- What you should do
Retype each line of the material exactly, please, skipping any picture in it.

- Provided data
□ □ □ □ □
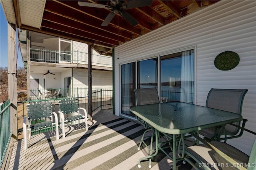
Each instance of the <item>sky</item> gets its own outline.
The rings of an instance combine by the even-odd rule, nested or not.
[[[6,67],[8,66],[8,23],[2,5],[0,5],[0,66]],[[18,44],[18,42],[16,44]],[[16,53],[18,53],[18,56],[17,67],[23,67],[20,51],[18,47],[17,46]]]

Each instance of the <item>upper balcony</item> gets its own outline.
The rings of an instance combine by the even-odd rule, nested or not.
[[[55,63],[58,67],[86,67],[88,64],[88,53],[84,52],[30,48],[30,62]],[[105,68],[105,70],[112,70],[112,57],[93,53],[92,60],[92,66],[94,68]]]

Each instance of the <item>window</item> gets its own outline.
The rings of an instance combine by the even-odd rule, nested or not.
[[[161,97],[194,104],[194,49],[161,57]]]
[[[138,88],[158,89],[158,58],[138,62]]]

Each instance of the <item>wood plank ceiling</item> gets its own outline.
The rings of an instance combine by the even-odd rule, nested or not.
[[[112,56],[113,47],[218,1],[153,0],[151,6],[125,10],[138,22],[135,26],[119,14],[115,15],[108,26],[102,26],[106,17],[112,11],[81,6],[78,1],[47,0],[40,29],[32,29],[22,24],[20,27],[90,44],[99,53]],[[108,5],[110,1],[79,1]]]

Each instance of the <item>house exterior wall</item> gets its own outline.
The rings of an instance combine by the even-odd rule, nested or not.
[[[195,46],[195,104],[205,106],[212,88],[248,89],[242,115],[248,119],[245,127],[255,131],[256,6],[255,1],[221,1],[116,48],[116,114],[120,113],[120,64]],[[215,57],[228,51],[239,55],[238,65],[228,71],[217,69]],[[244,132],[227,143],[249,154],[255,137]]]
[[[88,45],[74,41],[72,41],[72,51],[74,52],[73,60],[77,61],[80,64],[88,64]],[[76,53],[77,51],[79,52]],[[92,62],[93,65],[112,67],[111,57],[100,55],[93,49],[92,55]]]
[[[95,88],[112,87],[112,72],[93,70],[92,71],[92,86]],[[87,91],[79,91],[79,88],[88,88],[88,70],[82,68],[73,69],[73,95],[78,96],[87,94]],[[78,90],[76,90],[78,89]]]
[[[54,74],[55,75],[48,74],[44,77],[47,88],[55,88],[56,87],[60,86],[60,82],[61,81],[60,73],[55,72]]]

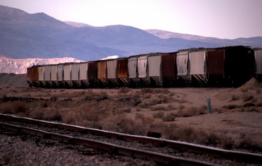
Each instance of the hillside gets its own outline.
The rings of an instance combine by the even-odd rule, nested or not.
[[[27,68],[33,65],[81,61],[72,58],[12,59],[0,54],[0,73],[25,74]]]
[[[262,47],[260,39],[221,39],[124,25],[96,27],[3,6],[0,32],[0,53],[14,59],[72,57],[90,61],[192,47]]]

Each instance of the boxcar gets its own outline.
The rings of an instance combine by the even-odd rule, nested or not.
□ □ □ □ □
- Response to this task
Each instance of the <item>sky</item> gets its own outline.
The rings of an instance combine by the even-odd rule, nested or not.
[[[6,67],[8,66],[8,23],[2,5],[0,5],[0,66]],[[18,44],[18,42],[16,44]],[[16,53],[18,53],[18,56],[17,67],[23,67],[20,51],[18,47],[17,46]]]

Each instance of the <item>upper balcony</item> gets its own outline.
The rings of an instance combine by the even-odd rule, nested or not.
[[[55,63],[58,67],[86,67],[88,64],[88,53],[84,52],[30,48],[30,62]],[[105,68],[105,70],[112,70],[112,57],[93,53],[92,60],[92,66],[94,68]]]

Each instance of the <item>window</item> gets its own outline.
The rings of an instance combine by the even-odd rule, nested or not.
[[[161,97],[194,104],[194,49],[161,57]]]
[[[138,88],[158,89],[158,58],[138,62]]]

Each instance of the <item>wood plank ceiling</item> gets its own outline.
The rings of an instance combine by the even-odd rule, nested or not.
[[[112,56],[113,47],[218,1],[153,0],[151,6],[125,10],[138,22],[135,26],[119,14],[115,15],[108,26],[102,26],[106,17],[112,11],[81,6],[78,1],[47,0],[40,29],[32,29],[22,24],[20,27],[90,44],[99,53]],[[108,5],[110,1],[79,1]]]

Each instance of the <item>house exterior wall</item> gets its own outline.
The rings of an instance combine by the even-odd rule, nested or not.
[[[195,46],[195,104],[205,106],[212,88],[248,89],[242,115],[248,119],[245,127],[255,131],[256,6],[255,1],[221,1],[116,48],[116,114],[120,113],[120,64]],[[215,57],[228,51],[239,55],[238,65],[228,71],[217,69]],[[244,132],[227,143],[249,154],[255,137]]]
[[[88,45],[74,41],[72,41],[72,51],[74,52],[73,60],[77,61],[80,64],[88,64]],[[76,53],[77,51],[79,52]],[[92,62],[93,65],[112,67],[111,57],[100,55],[93,49],[92,55]]]
[[[95,88],[112,87],[112,72],[93,70],[92,71],[92,86]],[[87,91],[79,91],[79,88],[88,88],[88,70],[82,68],[73,69],[73,95],[78,96],[87,94]],[[78,90],[76,90],[78,89]]]
[[[54,74],[55,75],[48,74],[44,77],[47,88],[55,88],[56,87],[60,86],[60,82],[61,81],[60,73],[55,72]]]

Each instance of the hillside gets its own outline.
The rings of an instance combine by the even-odd rule, nested or not.
[[[27,68],[33,65],[81,61],[72,58],[12,59],[0,54],[0,73],[25,74]]]
[[[262,47],[260,39],[221,39],[124,25],[96,27],[3,6],[0,32],[0,53],[14,59],[72,57],[90,61],[192,47]]]

Each instance of the boxcar gets its own outline.
The rings of an instance combine by the even-odd rule, nested or not.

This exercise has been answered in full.